__What you will do__:
Which lines of the data below contain the word "instance"? Copy out each one.

__Task input__:
○ ○ ○ ○

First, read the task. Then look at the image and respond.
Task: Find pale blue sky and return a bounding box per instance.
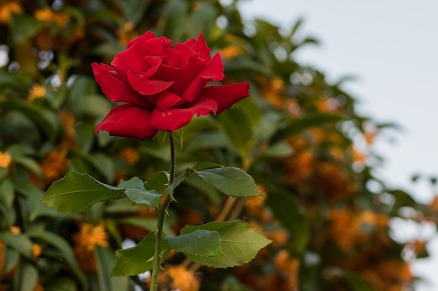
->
[238,0,438,291]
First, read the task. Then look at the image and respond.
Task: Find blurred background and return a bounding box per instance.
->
[0,0,438,291]
[240,0,438,290]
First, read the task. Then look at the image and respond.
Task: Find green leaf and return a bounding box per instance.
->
[11,14,43,44]
[194,167,261,197]
[13,262,38,291]
[111,233,169,276]
[119,177,161,210]
[193,162,222,171]
[0,179,15,208]
[261,142,294,158]
[117,177,145,190]
[94,245,129,291]
[41,172,125,213]
[125,189,161,210]
[271,112,347,143]
[181,221,271,268]
[2,246,20,274]
[0,203,17,227]
[166,230,221,257]
[266,192,311,253]
[144,171,169,193]
[0,232,32,259]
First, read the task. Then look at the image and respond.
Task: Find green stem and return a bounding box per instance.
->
[150,132,175,291]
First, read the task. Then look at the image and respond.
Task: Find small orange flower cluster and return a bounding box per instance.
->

○ ○ ○ ○

__The answer__:
Task: Find pale blue sky and return a bounding box per instance.
Task: Find blurred background and return a bounding box per instance.
Task: Find green leaf and return a bounding box per instance.
Task: Find green stem and return a bounding box per instance.
Task: Find small orange flower cluster and return a bounding box per instance.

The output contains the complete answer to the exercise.